━━━ Items
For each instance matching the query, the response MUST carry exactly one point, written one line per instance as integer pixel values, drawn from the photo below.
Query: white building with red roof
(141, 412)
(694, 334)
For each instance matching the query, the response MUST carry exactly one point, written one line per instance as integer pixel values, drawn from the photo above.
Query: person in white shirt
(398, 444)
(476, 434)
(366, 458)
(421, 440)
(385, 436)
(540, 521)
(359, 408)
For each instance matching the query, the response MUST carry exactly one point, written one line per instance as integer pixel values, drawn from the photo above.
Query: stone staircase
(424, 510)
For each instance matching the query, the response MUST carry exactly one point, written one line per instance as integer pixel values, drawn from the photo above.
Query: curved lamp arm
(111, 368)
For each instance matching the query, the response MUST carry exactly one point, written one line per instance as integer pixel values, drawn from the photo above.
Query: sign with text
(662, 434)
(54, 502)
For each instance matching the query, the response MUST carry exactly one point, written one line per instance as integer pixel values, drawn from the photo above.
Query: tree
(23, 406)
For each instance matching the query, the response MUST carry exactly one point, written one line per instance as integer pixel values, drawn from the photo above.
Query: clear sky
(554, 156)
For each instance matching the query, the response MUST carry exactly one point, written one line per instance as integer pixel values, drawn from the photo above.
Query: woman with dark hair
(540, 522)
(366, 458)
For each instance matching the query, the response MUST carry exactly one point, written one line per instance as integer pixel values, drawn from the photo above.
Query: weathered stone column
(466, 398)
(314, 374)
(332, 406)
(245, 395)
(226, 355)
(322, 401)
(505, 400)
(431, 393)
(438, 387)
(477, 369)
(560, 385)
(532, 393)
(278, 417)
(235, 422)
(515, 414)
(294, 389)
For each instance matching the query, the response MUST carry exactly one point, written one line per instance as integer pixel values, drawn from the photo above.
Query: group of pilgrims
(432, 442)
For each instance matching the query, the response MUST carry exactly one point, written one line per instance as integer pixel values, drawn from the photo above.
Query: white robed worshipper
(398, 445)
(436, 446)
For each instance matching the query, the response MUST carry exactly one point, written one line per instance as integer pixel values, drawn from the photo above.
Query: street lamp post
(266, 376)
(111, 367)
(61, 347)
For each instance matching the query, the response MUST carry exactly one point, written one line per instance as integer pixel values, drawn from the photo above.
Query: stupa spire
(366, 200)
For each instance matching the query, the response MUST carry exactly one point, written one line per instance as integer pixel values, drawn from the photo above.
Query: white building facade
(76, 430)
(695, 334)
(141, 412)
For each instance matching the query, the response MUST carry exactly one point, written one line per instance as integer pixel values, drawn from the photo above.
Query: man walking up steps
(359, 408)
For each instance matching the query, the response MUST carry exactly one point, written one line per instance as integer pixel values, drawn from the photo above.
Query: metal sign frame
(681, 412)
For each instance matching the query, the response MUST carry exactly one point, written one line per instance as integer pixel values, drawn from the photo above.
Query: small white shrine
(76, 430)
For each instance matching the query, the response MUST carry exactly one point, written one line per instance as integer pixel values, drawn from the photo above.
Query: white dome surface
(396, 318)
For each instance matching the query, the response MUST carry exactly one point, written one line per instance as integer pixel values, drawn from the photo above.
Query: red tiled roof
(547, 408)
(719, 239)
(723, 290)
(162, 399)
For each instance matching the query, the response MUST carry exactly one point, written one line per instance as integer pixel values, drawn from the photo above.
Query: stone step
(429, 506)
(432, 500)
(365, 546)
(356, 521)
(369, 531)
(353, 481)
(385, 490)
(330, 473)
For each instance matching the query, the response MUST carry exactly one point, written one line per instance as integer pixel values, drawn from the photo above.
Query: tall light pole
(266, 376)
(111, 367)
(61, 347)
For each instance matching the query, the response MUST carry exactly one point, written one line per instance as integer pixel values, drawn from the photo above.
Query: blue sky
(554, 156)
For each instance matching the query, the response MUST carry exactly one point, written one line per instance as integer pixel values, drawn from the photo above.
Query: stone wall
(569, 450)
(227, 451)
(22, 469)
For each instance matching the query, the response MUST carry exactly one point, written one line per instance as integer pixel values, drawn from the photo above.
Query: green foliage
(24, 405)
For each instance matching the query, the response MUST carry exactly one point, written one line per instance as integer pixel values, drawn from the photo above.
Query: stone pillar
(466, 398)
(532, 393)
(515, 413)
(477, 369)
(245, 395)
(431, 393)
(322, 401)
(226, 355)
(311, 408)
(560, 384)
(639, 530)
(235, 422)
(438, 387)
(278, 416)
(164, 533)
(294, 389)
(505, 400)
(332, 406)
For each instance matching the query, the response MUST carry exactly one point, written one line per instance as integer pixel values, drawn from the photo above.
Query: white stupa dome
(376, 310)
━━━━━━
* **Task**
Return every line of the lines above that contains the string "stone", matching case exactly.

* **Answer**
Query: stone staircase
Query: weathered stone column
Query: stone step
Query: stone wall
Query: stone pillar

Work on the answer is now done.